Write out the lines of the records below as a JSON list of strings, one string per line with blank lines omitted, starting with the line that contains "Annotation guideline: for every instance of the metal" and continuing through the end of the records, both ends included.

# # # # # # #

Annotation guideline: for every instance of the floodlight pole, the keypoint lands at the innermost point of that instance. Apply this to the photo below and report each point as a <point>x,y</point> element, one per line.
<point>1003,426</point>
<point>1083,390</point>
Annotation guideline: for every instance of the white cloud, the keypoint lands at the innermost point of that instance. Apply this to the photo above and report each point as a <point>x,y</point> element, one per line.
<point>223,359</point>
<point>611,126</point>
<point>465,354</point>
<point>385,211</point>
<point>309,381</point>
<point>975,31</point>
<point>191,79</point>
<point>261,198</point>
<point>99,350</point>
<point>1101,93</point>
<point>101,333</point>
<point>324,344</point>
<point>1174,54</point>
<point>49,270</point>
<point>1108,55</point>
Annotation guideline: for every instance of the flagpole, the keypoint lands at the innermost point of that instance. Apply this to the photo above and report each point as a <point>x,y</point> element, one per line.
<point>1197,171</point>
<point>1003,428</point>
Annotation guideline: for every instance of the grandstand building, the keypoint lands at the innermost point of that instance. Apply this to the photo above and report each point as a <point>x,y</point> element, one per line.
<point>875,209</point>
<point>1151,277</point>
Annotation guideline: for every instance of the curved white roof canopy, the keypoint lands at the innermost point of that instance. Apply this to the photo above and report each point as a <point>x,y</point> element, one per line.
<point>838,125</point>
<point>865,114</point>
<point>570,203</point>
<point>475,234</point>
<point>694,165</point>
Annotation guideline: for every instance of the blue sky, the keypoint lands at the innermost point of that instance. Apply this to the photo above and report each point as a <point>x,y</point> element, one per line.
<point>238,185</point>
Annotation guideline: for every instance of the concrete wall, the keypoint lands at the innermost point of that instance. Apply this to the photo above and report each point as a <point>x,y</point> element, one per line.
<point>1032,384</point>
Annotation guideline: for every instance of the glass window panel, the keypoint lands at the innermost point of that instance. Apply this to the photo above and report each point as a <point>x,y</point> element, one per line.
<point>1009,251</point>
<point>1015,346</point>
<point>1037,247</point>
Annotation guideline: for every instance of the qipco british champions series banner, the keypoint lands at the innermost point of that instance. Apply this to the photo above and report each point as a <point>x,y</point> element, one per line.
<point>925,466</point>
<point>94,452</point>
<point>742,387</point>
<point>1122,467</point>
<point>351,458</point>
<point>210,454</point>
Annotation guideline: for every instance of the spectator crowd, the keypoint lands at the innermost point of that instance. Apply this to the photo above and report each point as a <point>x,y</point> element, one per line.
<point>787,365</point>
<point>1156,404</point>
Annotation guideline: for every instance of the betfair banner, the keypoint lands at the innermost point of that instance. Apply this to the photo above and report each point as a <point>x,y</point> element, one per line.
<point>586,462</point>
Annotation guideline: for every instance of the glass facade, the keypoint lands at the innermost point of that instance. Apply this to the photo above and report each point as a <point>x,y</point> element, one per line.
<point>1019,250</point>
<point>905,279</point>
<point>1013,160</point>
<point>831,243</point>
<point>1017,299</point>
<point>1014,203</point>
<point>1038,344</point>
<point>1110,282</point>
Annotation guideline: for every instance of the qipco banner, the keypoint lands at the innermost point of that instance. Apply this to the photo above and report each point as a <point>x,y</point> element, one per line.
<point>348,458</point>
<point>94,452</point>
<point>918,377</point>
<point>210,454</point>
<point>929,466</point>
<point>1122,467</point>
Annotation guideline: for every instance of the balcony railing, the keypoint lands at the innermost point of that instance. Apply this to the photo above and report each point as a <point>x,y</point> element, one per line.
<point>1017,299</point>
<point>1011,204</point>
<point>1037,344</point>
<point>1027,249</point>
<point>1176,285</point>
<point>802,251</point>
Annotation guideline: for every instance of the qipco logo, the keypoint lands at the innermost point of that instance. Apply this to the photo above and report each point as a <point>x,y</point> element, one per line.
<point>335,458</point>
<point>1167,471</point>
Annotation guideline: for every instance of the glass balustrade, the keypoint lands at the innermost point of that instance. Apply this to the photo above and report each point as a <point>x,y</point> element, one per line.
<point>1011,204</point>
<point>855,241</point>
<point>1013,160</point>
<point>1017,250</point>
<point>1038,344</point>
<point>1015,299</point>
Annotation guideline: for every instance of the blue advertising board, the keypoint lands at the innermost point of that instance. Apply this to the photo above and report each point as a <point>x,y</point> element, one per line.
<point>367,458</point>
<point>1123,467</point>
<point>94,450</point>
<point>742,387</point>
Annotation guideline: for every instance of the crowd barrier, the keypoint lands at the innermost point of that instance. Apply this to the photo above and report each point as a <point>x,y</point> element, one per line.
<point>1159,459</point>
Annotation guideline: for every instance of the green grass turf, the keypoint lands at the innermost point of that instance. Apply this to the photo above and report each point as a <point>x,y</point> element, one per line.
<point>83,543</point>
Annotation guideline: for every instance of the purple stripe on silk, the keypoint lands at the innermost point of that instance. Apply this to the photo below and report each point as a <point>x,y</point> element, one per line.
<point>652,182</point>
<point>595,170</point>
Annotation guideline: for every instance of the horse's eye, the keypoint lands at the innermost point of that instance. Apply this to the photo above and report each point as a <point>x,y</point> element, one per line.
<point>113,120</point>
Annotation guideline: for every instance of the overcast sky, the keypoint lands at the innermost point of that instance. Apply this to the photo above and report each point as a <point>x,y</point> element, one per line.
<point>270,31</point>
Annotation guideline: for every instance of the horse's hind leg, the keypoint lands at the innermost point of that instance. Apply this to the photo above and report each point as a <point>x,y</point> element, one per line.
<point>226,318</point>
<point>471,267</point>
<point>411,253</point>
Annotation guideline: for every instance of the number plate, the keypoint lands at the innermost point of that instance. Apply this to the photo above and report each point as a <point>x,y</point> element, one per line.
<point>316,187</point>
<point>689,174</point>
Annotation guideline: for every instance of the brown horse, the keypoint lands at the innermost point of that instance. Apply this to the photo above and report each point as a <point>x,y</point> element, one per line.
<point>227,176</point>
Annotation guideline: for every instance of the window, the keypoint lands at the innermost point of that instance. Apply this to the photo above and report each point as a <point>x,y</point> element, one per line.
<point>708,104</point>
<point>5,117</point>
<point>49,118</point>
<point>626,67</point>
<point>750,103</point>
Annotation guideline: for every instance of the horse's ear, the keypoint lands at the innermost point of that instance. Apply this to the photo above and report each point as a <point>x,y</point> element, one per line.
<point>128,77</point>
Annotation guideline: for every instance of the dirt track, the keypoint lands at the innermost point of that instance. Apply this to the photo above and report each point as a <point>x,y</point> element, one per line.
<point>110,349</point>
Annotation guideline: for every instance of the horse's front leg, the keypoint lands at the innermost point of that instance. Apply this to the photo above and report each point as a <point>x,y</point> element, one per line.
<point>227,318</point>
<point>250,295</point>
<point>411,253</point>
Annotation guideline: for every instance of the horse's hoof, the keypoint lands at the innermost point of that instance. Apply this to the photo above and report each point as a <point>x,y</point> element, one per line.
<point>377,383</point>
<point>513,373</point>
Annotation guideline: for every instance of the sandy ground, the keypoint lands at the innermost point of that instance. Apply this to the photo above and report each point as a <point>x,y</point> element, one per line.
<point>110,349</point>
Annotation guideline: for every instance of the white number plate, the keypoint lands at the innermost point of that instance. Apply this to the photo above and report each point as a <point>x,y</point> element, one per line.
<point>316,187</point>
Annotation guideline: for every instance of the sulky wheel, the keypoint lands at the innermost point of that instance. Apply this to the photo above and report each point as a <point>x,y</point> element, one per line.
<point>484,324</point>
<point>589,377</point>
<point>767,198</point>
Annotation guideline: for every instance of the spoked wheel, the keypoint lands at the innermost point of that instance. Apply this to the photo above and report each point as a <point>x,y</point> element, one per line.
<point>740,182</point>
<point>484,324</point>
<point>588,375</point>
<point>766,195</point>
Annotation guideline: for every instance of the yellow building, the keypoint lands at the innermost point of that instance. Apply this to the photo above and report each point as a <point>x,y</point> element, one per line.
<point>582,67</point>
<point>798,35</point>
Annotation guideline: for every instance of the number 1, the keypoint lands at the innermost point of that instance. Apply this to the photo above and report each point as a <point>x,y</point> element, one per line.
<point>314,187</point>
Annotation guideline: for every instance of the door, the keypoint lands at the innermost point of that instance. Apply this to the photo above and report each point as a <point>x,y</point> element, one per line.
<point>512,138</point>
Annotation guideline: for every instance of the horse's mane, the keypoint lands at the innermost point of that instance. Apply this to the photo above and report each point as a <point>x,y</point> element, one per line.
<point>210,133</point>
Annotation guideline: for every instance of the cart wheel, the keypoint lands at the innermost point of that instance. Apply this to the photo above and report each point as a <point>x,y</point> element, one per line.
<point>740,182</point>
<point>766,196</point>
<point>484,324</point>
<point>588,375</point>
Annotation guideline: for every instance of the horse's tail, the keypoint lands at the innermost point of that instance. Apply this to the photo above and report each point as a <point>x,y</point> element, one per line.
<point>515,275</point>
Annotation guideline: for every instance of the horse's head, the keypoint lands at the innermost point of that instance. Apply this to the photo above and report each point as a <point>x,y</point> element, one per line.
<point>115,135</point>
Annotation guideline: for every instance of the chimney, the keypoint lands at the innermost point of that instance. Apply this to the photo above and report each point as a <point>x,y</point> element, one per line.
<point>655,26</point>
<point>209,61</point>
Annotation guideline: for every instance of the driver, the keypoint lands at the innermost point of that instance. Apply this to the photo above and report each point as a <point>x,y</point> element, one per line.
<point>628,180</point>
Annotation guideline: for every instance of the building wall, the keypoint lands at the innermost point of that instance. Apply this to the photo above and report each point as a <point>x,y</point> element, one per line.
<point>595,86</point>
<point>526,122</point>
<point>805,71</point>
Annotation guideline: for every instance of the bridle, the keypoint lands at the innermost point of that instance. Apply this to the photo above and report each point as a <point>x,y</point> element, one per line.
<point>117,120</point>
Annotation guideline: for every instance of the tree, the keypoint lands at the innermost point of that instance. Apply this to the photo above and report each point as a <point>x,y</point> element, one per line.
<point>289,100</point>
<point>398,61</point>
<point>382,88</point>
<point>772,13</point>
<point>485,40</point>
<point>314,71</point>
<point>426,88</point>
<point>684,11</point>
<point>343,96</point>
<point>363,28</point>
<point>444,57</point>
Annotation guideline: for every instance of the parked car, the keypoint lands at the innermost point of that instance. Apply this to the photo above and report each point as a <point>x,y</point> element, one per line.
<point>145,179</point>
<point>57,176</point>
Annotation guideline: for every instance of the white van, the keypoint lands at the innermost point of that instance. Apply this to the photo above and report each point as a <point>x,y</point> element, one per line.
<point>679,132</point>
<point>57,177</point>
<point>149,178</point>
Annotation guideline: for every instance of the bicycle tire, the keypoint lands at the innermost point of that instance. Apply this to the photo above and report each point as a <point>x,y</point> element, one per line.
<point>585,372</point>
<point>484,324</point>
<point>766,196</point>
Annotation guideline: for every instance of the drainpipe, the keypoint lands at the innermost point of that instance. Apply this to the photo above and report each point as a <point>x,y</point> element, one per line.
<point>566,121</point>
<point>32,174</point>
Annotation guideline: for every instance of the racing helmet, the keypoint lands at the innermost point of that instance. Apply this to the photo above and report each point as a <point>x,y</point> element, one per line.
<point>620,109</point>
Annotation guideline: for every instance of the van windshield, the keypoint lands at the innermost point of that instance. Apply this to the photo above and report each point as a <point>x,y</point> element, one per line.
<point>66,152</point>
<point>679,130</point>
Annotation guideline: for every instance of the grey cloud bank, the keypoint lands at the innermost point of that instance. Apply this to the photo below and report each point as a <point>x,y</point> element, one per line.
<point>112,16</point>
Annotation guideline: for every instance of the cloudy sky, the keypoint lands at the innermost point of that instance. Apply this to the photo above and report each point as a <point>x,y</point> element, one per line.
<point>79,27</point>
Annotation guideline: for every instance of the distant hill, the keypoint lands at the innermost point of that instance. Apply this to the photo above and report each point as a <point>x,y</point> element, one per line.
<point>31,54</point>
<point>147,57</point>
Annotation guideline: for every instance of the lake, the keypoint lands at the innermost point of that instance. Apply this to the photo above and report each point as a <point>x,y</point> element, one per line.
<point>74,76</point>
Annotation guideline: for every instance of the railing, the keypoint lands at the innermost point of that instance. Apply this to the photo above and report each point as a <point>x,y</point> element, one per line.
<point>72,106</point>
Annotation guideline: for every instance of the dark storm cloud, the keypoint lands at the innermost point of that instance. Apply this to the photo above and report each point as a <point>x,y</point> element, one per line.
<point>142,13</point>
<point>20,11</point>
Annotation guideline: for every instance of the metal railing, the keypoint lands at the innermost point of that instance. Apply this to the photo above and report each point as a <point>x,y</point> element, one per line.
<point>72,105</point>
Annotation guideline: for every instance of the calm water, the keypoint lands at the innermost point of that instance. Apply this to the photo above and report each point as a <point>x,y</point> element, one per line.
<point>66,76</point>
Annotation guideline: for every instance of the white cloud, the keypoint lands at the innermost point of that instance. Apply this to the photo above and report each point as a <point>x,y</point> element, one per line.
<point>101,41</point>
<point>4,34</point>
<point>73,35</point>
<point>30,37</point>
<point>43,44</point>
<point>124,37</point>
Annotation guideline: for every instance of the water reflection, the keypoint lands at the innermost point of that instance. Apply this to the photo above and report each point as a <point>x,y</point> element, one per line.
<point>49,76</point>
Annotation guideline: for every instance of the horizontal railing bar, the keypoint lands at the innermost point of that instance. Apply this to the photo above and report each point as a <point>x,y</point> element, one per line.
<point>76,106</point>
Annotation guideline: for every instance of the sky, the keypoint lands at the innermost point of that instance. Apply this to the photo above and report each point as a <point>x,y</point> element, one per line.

# # # # # # #

--- Answer ---
[
  "Annotation guideline: for every instance of the metal railing, the keypoint lands at the innermost point of that instance. Apply this to the photo above and report each point as a <point>x,y</point> element, one per line.",
  "<point>72,105</point>",
  "Annotation guideline: for every instance of the calm water, the keypoint lands at the innermost point of that instance. Apply this to the photo above and report each point as a <point>x,y</point> element, one per line.",
  "<point>66,76</point>",
  "Annotation guideline: for every instance of the white cloud, the keypoint lands at the innermost point of that instance. Apply this to the photo above and report each point as a <point>x,y</point> element, one per line.",
  "<point>101,41</point>",
  "<point>4,34</point>",
  "<point>73,35</point>",
  "<point>30,37</point>",
  "<point>43,44</point>",
  "<point>124,37</point>",
  "Annotation guideline: for every instance of the water reflection, the keypoint lands at the innermost point of that instance. Apply this to the photo above and report each point as a <point>x,y</point> element, one per line.",
  "<point>49,76</point>",
  "Annotation guideline: for every instance of the horizontal railing bar, the keypoint lands at the innermost point of that instance. Apply this to the photo above and report each point as a <point>x,y</point> element, one per line.",
  "<point>76,106</point>",
  "Annotation guideline: for every instance of the sky, the keypoint lands at the innermost point of that instance. Apply this to the photo above and report each point as a <point>x,y</point> element, one per line."
]